Records from a point labeling set:
·····

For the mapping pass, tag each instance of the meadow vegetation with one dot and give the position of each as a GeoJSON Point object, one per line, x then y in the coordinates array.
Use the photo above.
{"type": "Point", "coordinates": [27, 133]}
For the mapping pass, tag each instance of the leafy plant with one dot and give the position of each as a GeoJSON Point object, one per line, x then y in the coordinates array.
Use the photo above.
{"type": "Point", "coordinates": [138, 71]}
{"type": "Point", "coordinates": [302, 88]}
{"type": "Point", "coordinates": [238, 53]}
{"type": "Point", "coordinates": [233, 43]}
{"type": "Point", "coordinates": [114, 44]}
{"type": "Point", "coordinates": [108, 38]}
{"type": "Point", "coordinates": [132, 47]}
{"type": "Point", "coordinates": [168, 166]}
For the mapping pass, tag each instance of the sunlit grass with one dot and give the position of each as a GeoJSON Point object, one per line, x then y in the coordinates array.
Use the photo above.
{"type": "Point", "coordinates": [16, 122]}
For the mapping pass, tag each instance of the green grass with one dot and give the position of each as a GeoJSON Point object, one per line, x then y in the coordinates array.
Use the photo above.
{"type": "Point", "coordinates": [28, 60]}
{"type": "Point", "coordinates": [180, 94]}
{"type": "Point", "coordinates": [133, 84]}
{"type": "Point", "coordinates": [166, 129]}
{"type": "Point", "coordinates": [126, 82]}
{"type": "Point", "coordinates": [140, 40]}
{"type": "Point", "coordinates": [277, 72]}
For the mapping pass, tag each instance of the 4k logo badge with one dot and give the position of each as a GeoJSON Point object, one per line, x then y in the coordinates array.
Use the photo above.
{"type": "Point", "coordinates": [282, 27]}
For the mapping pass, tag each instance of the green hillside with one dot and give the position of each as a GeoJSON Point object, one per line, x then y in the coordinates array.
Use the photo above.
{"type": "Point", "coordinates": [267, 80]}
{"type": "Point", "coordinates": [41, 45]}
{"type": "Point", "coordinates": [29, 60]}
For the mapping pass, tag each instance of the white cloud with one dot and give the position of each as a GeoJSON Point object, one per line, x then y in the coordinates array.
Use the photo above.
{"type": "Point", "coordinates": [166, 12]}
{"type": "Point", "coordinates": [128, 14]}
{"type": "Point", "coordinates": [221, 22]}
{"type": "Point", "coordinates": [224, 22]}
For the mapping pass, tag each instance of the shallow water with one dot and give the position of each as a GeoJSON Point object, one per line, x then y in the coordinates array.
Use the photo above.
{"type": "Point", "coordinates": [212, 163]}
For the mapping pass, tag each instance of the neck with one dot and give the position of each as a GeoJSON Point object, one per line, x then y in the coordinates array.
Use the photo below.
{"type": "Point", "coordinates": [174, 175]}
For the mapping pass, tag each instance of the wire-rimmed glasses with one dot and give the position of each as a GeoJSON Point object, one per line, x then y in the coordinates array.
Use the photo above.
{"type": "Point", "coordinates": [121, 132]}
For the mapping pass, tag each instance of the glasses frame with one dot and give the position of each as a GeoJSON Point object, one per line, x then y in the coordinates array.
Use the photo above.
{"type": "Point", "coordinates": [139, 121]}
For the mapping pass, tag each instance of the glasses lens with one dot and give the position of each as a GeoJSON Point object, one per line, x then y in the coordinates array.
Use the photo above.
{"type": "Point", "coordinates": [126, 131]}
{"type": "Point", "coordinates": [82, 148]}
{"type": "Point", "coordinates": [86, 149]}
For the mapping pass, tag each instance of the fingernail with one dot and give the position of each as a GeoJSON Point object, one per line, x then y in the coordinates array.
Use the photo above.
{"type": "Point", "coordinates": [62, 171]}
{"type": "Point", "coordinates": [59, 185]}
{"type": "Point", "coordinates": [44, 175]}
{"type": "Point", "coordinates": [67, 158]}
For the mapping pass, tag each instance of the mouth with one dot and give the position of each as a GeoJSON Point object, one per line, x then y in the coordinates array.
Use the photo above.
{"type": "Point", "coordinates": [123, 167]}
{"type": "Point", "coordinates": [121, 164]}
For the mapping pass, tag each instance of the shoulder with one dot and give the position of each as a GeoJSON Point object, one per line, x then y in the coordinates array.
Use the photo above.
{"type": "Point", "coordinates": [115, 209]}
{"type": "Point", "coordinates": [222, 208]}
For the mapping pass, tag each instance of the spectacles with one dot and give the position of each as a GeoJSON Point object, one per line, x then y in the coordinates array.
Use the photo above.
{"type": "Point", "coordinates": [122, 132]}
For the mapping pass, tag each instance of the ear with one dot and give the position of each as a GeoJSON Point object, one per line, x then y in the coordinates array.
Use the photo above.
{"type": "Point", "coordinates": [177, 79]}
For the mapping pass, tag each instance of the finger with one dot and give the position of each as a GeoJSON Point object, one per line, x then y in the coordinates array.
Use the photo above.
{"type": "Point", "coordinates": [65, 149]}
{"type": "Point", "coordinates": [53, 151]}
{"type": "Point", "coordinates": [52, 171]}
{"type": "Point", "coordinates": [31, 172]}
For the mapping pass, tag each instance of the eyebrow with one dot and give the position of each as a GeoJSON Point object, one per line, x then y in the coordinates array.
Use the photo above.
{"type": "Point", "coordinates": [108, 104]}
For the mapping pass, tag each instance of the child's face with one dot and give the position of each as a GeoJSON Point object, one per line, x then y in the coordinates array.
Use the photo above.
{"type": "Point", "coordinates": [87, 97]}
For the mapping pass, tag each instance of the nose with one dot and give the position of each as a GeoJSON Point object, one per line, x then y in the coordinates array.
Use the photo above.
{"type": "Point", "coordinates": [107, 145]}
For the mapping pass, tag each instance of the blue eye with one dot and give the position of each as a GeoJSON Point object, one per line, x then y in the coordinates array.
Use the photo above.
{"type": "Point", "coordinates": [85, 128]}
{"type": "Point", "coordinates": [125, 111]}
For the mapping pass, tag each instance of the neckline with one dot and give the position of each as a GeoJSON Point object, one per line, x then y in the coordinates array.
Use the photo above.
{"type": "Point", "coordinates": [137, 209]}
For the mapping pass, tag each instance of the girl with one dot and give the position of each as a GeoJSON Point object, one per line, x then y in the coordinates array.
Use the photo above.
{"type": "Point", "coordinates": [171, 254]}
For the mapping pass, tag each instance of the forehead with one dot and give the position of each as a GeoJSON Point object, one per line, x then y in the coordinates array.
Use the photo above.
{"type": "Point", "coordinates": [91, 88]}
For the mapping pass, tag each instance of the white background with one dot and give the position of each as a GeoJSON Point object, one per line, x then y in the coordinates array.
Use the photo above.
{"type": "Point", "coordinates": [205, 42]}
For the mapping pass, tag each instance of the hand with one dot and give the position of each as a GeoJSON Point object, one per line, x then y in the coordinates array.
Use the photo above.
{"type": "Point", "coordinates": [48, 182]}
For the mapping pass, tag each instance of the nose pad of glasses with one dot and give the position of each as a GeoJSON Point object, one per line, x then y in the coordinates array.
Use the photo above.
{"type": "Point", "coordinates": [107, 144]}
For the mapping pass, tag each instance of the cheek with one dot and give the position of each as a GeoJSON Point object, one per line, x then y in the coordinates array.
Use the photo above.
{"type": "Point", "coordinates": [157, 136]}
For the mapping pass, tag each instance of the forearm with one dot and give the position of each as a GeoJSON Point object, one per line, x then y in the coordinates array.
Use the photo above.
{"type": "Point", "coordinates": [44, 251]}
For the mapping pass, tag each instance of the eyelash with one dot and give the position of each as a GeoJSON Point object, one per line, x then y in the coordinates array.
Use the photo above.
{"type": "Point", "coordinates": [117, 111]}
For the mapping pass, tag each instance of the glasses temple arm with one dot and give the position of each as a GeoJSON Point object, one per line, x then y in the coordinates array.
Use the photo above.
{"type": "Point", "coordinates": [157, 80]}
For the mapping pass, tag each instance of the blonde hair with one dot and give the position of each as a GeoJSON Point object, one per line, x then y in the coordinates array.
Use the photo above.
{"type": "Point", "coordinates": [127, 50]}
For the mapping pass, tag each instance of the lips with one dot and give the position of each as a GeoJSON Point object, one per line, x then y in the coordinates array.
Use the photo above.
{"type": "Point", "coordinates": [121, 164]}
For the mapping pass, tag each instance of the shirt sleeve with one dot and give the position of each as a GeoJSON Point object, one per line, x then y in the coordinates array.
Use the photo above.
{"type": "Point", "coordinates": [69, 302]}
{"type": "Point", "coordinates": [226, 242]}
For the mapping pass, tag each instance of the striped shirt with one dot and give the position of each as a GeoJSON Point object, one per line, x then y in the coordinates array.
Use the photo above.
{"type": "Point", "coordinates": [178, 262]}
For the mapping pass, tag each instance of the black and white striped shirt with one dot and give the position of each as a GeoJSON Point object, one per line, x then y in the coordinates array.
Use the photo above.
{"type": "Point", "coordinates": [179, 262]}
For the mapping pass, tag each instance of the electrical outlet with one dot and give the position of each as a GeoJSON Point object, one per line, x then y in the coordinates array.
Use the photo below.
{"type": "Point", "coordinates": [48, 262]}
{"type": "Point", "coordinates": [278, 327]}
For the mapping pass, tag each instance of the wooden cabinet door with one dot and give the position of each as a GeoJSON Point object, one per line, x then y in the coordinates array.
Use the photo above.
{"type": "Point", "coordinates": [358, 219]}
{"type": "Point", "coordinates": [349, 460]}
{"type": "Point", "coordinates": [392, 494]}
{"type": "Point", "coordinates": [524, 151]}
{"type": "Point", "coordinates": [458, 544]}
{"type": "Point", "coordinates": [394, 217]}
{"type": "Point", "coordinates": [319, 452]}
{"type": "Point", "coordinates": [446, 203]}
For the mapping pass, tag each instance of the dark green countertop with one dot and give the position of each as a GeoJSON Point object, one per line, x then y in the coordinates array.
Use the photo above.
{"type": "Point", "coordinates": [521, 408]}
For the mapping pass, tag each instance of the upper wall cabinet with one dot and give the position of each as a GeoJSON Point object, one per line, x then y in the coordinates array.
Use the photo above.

·····

INSTRUCTIONS FOR THE TASK: Take every line from the one containing "For the mapping pass, tag each instance of the electrical" to the end of the listing and output it exactly, with nothing else.

TASK ANSWER:
For the mapping pass, tag each instance of the electrical outlet with one dot and give the position of each as a GeoJSON Point object, one per line, x then y in the coordinates array.
Use the photo below.
{"type": "Point", "coordinates": [48, 262]}
{"type": "Point", "coordinates": [278, 327]}
For the mapping pass, tag each instance of the wooden cabinet door with one dot and give the position of each as a GeoJSON Point object, one per line, x then y in the coordinates array.
Use the photo above.
{"type": "Point", "coordinates": [358, 219]}
{"type": "Point", "coordinates": [349, 460]}
{"type": "Point", "coordinates": [392, 494]}
{"type": "Point", "coordinates": [524, 151]}
{"type": "Point", "coordinates": [458, 544]}
{"type": "Point", "coordinates": [394, 217]}
{"type": "Point", "coordinates": [319, 452]}
{"type": "Point", "coordinates": [446, 203]}
For the mapping pass, tag each instance of the dark green countertop with one dot and give the position of each as a GeoJSON Point object, one per line, x then y in the coordinates array.
Use the photo above.
{"type": "Point", "coordinates": [521, 408]}
For the mapping pass, tag each instance of the upper wall cabinet with one dot and give the position of each as a GeoJSON Point object, one per line, x then y in the coordinates array.
Use the photo above.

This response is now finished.